Exercise ->
Write out exactly the lines running from the line that includes "Segment every instance of the <item>rocky" to the end of the data, both ends included, and nothing besides.

---------- Input material ----------

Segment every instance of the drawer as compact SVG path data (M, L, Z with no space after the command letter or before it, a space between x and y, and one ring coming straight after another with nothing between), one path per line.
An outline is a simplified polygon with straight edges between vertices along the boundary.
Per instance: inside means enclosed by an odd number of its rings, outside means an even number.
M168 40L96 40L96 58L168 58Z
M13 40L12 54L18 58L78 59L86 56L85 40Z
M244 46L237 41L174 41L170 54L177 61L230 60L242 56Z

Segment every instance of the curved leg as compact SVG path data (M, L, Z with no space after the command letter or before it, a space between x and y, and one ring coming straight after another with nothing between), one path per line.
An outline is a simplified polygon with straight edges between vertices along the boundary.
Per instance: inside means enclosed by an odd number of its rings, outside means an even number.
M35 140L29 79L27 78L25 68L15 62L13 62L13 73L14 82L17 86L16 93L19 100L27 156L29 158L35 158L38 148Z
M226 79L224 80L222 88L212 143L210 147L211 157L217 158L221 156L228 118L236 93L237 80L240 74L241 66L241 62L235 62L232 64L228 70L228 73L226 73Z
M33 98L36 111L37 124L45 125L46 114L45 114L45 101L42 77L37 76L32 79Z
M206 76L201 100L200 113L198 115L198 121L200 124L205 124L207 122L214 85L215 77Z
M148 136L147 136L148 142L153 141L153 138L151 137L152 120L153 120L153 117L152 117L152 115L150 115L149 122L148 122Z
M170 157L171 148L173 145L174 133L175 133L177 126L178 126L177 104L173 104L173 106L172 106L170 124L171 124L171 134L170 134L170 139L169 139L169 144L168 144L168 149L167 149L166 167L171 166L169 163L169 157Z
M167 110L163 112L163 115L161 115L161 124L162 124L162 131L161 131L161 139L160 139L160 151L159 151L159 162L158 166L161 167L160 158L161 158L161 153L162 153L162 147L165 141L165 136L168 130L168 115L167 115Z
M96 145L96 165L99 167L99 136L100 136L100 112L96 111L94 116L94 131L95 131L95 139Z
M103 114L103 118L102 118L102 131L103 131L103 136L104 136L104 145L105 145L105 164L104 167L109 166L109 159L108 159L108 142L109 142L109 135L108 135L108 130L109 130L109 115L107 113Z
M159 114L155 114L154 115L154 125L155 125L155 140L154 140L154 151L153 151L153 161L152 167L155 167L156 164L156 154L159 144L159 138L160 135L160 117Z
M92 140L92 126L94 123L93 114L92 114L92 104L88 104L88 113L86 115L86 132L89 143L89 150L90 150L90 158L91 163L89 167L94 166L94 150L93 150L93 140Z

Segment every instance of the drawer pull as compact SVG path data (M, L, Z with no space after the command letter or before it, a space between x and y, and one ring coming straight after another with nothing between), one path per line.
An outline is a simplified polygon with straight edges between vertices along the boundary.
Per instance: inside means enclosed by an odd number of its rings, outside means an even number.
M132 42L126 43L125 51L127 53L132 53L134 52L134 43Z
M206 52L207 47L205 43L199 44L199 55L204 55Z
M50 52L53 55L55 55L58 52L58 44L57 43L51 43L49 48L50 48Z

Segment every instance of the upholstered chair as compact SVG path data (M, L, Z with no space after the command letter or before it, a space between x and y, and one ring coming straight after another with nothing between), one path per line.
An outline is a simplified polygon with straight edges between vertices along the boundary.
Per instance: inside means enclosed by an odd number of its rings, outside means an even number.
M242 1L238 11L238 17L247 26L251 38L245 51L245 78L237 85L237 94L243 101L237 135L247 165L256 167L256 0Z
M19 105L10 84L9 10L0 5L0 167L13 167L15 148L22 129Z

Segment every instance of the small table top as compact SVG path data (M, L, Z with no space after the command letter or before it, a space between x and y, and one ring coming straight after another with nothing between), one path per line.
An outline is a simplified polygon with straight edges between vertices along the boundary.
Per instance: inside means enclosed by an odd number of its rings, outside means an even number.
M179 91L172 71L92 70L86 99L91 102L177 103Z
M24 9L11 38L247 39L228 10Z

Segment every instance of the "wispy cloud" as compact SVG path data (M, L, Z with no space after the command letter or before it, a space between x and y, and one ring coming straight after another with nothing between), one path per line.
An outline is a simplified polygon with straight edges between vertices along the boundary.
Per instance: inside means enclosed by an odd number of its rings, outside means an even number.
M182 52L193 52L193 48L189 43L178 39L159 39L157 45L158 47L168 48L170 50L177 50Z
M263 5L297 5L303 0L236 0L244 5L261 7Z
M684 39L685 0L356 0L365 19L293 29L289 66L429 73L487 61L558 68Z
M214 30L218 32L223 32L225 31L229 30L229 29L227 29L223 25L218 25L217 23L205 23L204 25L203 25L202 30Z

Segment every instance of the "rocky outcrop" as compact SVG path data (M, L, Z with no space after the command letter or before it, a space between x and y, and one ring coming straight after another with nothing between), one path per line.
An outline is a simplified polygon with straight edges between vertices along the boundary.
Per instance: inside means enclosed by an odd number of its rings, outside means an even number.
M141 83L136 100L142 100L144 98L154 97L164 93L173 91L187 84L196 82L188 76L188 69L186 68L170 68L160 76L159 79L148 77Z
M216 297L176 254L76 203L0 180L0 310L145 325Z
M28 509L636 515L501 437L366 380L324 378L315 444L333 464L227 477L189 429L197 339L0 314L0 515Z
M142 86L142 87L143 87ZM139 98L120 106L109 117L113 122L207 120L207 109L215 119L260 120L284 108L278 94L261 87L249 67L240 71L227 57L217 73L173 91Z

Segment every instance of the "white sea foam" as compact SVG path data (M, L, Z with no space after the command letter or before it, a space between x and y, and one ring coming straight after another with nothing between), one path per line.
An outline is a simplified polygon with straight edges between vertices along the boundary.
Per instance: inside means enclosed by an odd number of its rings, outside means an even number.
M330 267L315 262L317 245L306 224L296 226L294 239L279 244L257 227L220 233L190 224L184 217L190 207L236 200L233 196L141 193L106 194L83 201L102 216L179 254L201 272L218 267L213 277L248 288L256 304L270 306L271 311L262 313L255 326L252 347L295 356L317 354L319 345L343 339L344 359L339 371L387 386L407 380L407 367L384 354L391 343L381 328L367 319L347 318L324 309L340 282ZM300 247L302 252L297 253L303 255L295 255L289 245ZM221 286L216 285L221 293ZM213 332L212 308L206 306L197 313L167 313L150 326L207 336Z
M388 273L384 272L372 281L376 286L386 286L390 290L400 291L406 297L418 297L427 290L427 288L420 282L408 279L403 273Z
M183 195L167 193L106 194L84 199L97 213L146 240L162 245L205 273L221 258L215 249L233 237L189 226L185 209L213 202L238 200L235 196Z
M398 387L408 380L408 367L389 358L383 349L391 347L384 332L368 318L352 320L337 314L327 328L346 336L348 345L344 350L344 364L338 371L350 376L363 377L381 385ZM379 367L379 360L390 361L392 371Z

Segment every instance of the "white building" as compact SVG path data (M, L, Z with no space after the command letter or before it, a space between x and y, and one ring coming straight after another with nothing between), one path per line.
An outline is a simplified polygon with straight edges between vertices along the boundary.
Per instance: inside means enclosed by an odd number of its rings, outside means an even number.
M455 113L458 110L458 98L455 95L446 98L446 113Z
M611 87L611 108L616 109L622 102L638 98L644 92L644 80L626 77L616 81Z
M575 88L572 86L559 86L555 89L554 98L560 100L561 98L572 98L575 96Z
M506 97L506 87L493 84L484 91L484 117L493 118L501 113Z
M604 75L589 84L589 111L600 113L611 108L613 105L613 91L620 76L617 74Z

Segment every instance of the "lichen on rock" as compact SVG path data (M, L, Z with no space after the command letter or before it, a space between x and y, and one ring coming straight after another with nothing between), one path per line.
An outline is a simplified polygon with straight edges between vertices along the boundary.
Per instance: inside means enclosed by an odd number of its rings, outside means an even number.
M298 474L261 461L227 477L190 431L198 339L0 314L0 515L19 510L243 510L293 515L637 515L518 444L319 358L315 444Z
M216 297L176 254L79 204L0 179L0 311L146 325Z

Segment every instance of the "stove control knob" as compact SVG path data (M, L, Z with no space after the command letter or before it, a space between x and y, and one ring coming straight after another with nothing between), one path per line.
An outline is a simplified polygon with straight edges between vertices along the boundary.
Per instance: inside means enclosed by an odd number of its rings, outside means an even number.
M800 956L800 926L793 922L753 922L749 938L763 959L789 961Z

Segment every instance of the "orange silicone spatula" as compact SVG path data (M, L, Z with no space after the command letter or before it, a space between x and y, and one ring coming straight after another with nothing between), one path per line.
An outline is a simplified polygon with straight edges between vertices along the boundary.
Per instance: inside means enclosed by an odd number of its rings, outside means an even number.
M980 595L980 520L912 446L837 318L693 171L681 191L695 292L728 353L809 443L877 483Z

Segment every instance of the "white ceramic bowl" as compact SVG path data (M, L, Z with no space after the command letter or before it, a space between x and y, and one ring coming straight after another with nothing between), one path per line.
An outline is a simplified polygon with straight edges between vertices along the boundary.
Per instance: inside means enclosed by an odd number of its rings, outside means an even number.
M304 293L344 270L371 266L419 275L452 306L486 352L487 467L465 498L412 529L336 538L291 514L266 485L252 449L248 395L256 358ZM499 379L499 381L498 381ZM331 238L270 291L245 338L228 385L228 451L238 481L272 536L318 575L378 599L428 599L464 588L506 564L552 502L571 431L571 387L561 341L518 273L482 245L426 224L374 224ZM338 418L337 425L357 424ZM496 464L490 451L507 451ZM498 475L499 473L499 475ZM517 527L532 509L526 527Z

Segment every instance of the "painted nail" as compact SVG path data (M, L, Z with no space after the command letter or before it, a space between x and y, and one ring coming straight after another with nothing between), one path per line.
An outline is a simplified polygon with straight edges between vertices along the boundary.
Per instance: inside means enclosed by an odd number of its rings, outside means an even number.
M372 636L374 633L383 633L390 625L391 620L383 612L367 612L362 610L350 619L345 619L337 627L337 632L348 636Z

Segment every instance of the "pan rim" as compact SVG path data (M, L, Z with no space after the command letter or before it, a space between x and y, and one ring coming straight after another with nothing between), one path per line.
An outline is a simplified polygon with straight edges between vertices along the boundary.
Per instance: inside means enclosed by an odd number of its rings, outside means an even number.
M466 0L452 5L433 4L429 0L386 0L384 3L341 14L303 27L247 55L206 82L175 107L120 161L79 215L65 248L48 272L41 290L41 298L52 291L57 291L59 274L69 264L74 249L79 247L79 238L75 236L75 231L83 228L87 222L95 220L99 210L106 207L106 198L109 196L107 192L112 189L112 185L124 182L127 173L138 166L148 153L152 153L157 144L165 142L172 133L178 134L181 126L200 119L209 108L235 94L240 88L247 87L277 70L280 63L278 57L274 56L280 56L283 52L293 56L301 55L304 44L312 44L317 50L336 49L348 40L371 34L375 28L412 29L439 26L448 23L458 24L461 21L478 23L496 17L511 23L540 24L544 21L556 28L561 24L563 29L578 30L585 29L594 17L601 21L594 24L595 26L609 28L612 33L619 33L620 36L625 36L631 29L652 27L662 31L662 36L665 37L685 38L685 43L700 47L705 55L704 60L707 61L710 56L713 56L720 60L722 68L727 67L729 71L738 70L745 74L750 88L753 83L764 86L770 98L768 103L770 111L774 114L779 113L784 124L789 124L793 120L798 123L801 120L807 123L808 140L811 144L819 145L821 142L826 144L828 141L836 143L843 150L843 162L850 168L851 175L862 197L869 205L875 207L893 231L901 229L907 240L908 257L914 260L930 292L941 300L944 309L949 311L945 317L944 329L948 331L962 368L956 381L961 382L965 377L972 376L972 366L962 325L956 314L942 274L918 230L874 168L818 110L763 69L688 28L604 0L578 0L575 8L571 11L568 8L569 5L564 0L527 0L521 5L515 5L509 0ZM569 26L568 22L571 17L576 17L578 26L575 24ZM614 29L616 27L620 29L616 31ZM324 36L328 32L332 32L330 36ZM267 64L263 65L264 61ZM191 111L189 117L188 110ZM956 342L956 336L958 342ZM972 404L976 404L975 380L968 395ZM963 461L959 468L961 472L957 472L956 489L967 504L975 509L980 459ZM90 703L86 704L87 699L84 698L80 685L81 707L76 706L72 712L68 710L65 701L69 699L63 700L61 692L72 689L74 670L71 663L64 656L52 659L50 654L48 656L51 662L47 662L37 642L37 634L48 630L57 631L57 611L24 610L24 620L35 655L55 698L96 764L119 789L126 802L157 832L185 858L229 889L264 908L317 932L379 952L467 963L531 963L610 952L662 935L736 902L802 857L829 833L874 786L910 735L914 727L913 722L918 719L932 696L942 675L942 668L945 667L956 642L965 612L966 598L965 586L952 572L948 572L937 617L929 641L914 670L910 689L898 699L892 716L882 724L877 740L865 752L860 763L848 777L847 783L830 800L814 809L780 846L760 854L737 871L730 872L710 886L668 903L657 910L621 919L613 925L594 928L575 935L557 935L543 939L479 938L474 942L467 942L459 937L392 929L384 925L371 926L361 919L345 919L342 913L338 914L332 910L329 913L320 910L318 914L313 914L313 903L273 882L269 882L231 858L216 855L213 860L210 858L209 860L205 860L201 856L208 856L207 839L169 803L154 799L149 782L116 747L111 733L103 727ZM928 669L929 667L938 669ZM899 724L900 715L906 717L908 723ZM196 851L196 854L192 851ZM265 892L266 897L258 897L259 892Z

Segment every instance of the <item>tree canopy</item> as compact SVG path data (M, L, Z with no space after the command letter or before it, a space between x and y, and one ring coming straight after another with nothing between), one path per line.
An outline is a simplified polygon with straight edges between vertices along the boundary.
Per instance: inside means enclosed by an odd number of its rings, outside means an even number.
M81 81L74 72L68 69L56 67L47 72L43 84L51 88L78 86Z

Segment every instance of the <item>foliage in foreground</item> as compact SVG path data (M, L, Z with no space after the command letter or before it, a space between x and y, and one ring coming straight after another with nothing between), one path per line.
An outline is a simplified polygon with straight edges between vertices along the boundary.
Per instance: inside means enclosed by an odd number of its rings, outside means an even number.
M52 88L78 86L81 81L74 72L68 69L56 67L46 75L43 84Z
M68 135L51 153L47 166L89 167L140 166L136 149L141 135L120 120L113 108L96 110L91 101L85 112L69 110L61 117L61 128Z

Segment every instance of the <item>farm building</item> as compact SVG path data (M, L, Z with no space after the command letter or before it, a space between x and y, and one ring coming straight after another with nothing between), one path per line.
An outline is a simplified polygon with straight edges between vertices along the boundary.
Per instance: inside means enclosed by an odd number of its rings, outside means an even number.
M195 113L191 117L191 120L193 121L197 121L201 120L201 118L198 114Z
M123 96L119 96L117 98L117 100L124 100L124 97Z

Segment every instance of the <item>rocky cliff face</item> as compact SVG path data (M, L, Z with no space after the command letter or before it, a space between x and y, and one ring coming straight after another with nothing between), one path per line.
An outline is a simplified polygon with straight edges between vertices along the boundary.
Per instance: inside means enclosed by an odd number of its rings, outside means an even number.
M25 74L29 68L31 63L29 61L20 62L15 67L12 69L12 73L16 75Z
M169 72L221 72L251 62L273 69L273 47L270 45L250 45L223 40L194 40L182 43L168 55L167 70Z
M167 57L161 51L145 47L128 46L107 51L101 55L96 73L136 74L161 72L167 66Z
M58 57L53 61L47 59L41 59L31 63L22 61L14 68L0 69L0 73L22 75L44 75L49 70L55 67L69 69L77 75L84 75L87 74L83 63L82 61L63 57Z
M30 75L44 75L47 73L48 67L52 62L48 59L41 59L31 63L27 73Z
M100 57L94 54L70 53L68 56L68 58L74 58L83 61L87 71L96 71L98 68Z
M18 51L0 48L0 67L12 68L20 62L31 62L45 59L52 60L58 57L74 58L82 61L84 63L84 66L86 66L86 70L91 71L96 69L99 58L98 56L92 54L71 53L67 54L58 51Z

----------

Full solution ->
Segment every instance of the <item>rocky cliff face</item> as compact SVG path data (M, L, Z with no space after the command letter or before it, a space between x and y, and one ring coming straight after another with nothing between), one path per line.
An outline is a simplified polygon with straight edges between vertices along the boundary.
Per instance: inside means enclosed by an odd number of its rings, outside means an even number.
M25 74L29 68L31 63L29 61L20 62L15 67L12 69L12 73L16 75Z
M169 72L221 72L251 62L273 69L273 47L270 45L250 45L223 40L194 40L182 43L168 55L167 70Z
M167 57L161 51L145 47L128 46L107 51L101 55L96 73L136 74L161 72L167 66Z
M58 57L53 61L47 59L41 59L31 63L22 61L14 68L0 69L0 73L22 75L44 75L49 70L55 67L69 69L77 75L84 75L87 74L83 63L82 61L63 57Z
M30 75L44 75L47 73L48 67L52 62L48 59L41 59L31 63L27 73Z
M100 57L94 54L70 53L68 56L68 58L74 58L83 61L87 71L96 71L98 68Z
M18 51L0 48L0 67L12 68L20 62L31 62L45 59L52 60L58 57L74 58L82 61L84 63L84 66L86 66L86 70L91 71L96 69L99 58L98 56L92 54L71 53L67 54L58 51Z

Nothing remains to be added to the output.